### Input data
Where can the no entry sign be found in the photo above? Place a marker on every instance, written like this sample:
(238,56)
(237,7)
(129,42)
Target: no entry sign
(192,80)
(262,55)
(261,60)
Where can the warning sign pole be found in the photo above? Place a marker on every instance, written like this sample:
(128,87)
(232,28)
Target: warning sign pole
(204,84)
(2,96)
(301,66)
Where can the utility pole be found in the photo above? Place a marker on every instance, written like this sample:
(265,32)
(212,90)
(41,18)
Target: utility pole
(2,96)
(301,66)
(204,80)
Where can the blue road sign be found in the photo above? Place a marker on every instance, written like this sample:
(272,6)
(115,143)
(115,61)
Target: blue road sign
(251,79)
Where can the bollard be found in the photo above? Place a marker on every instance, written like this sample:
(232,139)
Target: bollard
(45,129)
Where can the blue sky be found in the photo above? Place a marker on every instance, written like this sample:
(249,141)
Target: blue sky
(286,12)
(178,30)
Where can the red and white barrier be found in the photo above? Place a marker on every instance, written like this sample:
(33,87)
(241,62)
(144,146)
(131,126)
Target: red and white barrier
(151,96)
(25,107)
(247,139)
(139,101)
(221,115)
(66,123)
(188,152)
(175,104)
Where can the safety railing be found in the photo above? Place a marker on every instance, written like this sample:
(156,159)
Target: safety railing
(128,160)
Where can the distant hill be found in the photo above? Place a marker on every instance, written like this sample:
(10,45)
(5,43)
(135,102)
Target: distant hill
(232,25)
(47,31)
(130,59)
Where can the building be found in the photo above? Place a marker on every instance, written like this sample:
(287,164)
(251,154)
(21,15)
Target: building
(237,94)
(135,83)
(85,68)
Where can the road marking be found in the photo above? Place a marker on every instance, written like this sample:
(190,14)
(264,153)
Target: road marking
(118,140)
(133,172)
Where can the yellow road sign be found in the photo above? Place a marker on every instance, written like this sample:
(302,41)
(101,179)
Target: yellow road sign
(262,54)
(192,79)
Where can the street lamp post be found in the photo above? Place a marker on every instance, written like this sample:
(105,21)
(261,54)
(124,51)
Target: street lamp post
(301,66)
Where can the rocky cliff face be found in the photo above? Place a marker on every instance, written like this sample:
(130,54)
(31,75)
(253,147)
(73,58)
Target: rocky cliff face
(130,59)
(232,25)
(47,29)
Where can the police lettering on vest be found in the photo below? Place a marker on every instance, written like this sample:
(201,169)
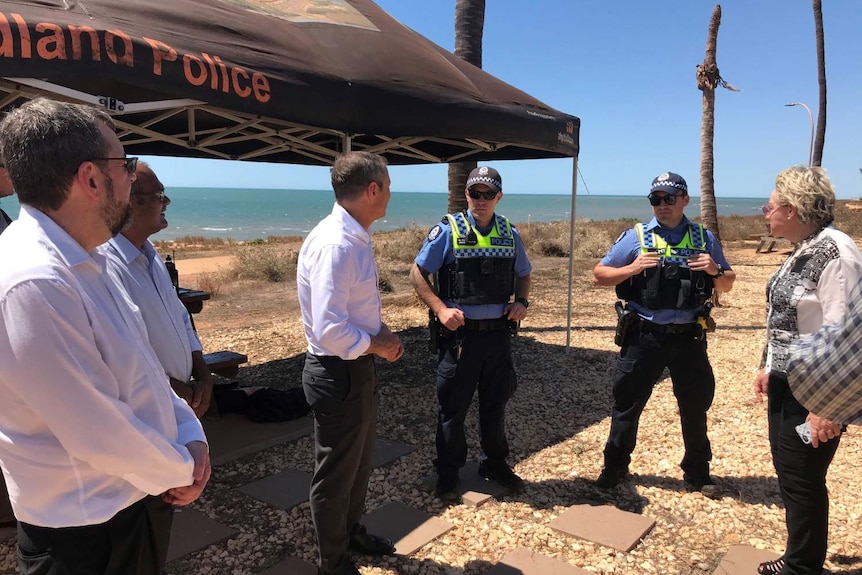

### Exercise aim
Copy every one of the records above word for word, leaving the pictures out of your copy.

### Answer below
Where can the no entry sign be found in the photo above? Place a marker on every instance, written like this sample:
(238,56)
(237,7)
(129,42)
Target: no entry sign
(192,80)
(262,55)
(261,60)
Where can the warning sign pole be found in the photo above? Place a marker on every instance, written like this sample:
(128,87)
(232,28)
Target: warning sign pole
(204,84)
(2,96)
(301,66)
Where can the utility pole be found in the photo above? Place a marker on every instance, written like this sample:
(265,32)
(212,90)
(41,18)
Target: utility pole
(2,96)
(301,66)
(204,80)
Where can the blue road sign be found in the photo above? Place a marker on every instance, written like this sample:
(272,6)
(115,143)
(115,61)
Target: blue road sign
(251,79)
Where can the bollard be found in the photo above? Place a marker on every instance, written like this sample:
(232,139)
Target: bollard
(45,129)
Where can the blue sky be found in the photo above? Place a marker on every instance, written like this sample:
(249,141)
Target: blue sky
(286,12)
(178,30)
Where can the red and white barrier be found in the photo above? Place a marker on every instance, written like this sample:
(33,87)
(241,62)
(144,146)
(131,126)
Target: red and white barrier
(151,96)
(25,107)
(247,139)
(139,101)
(221,115)
(66,123)
(188,152)
(175,104)
Where can the safety railing be found in the photo above? Place a marker on every instance, written like this sample:
(156,159)
Target: safety railing
(128,160)
Where can the distant hill be found in the photo above? Place a marker on every instance, written like this sample:
(10,45)
(5,43)
(135,102)
Target: distant hill
(232,25)
(47,31)
(130,59)
Where can the building be found in the photo above? Place a marker on every instance, written like this sample:
(287,164)
(251,154)
(21,15)
Target: building
(237,94)
(135,83)
(85,68)
Where can the road marking be found in the photo above? Place a marker on every instance, written like this sample:
(190,14)
(264,153)
Target: road marking
(118,140)
(133,172)
Where can the yellow road sign be found in the photo above? Place a marker on every instance, written like this sample:
(302,41)
(101,179)
Target: yellow road sign
(262,54)
(192,79)
Where can the street lamp post be found in the photo above? Place a marker on every instance, written like this sample:
(105,21)
(261,54)
(124,51)
Target: street lamp post
(301,66)
Where can the rocky cliff face be found in the photo above? Place a marker on every instance, written like this sample:
(130,54)
(31,75)
(253,147)
(73,58)
Target: rocky cliff face
(130,59)
(232,25)
(47,29)
Where can the police lettering on vest be found in the photo below? Place a marker on every instance, written like this sample:
(201,169)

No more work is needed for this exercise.